About this task: Write out the part of the cache manifest tutorial from "Taking each part" to "current directory (.)", word for word.

Passage provided:
════
Automatically Generating an HTML5-style Cache Manifest from the Command Line

HTML5 introduces the ability to cache content client-side so that often-used resources can be used without re-downloading them. This also enables a site to be viewed from the client when no network connection is available (i.e., offline viewing of the site).

In order for this to work, there are a few things one must do:

  1. Create a plain text file listing all of the resources that should be cached by the user agent (e.g., a web browser)— the cache manifest.
  2. Refer to that file in the opening html tag of every page that will use cached resources.
  3. Configure the web server so that the file is sent to the user agent with a specific MIME type: text/cache-manifest
  4. Regenerate the cache manifest any time you change the files in your site.
Once everything is setup properly, you can visit the site using your favorite web browser. Then, to test whether the caching has worked, you can turn off the network connection to your web browser’s computer and try reloading the page.


Step 1: Create the Cache Manifest

The cache manifest is a plain text file that lists each resource to cache. This file can be created with any plain text editor. A basic manifest contains a required header line indicating that it’s a cache manifest, followed by one resource per line.

CACHE MANIFEST
index.html
main.css
scripts/main.js
images/logo.png
images/banner.png

For sites using JavaScript libraries, such as jQuery, that can be a long list of files.

For simple manifests, where all of the files in a given subdirectory need to be cached, first change directory (cd) to the root folder of your site (where the index.html file is located). Then, the manifest can be created from the OS X terminal/Unix/Linux command prompt with this one-line command:

echo "CACHE MANIFEST" > cache.manifest; find . -type f | sed "s#^\./##" | grep -vi "ds_store" >> cache.manifest

Taking each part in turn:

echo "CACHE MANIFEST" > cache.manifest;

Output the string literal CACHE MANIFEST and direct the output to a new file named cache.manifest

find . -type f

Use the find command to identify all files (-type f), starting from the current directory (.)

| sed "s#^\./##"

Pipe (that is, “direct the output from the previous command”) the result into the stream editor command: sed. Using sed, substitute every occurrence of a literal period (.) followed by a forward slash (/) that occurs at the beginning of a line (^) with the empty string (##). NB: the empty string is denoted by the lack of content between the octothorps, which act here as delimiters to separate the command (s) from the search pattern (^./) from the replacement pattern (which is the empty string).
════
Record extracts:

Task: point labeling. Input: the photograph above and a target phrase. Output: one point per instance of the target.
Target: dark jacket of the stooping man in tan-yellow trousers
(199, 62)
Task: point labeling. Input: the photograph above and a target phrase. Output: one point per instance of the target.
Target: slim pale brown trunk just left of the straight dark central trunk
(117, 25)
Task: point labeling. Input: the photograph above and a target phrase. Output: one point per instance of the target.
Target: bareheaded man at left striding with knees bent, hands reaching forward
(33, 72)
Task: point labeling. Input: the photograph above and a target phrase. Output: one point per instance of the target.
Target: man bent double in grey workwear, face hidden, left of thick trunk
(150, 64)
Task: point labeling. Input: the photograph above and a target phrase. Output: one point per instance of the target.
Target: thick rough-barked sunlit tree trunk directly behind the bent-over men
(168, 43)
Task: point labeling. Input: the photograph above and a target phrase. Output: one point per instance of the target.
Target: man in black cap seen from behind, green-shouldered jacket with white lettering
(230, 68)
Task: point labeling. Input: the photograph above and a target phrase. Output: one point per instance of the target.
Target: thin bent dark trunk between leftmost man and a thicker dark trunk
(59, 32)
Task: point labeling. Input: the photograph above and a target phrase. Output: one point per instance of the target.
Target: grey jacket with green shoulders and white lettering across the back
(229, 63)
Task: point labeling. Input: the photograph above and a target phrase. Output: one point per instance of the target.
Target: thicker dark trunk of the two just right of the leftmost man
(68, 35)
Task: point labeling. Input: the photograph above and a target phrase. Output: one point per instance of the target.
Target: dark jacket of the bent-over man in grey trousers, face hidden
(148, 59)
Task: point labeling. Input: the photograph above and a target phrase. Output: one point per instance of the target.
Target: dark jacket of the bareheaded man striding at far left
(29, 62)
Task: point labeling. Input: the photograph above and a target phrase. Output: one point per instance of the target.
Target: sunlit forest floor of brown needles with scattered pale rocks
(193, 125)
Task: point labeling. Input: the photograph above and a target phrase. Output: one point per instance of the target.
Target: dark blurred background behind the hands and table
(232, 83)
════
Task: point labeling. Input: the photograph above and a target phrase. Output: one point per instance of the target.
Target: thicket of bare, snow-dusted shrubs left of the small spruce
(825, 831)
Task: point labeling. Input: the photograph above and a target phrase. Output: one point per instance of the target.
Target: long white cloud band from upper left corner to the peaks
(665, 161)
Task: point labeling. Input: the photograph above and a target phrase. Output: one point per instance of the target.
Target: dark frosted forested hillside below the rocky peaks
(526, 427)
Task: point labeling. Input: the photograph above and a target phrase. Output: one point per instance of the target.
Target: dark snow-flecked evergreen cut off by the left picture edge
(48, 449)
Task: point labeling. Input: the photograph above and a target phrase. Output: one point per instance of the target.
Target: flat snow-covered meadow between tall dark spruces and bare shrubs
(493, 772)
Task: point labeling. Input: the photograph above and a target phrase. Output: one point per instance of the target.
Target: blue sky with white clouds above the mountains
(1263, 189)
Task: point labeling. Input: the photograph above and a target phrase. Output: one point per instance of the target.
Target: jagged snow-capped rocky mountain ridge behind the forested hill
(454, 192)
════
Exercise output:
Taking each part in turn:

echo "CACHE MANIFEST" > cache.manifest;

Output the string literal CACHE MANIFEST and direct the output to a new file named cache.manifest

find . -type f

Use the find command to identify all files (-type f), starting from the current directory (.)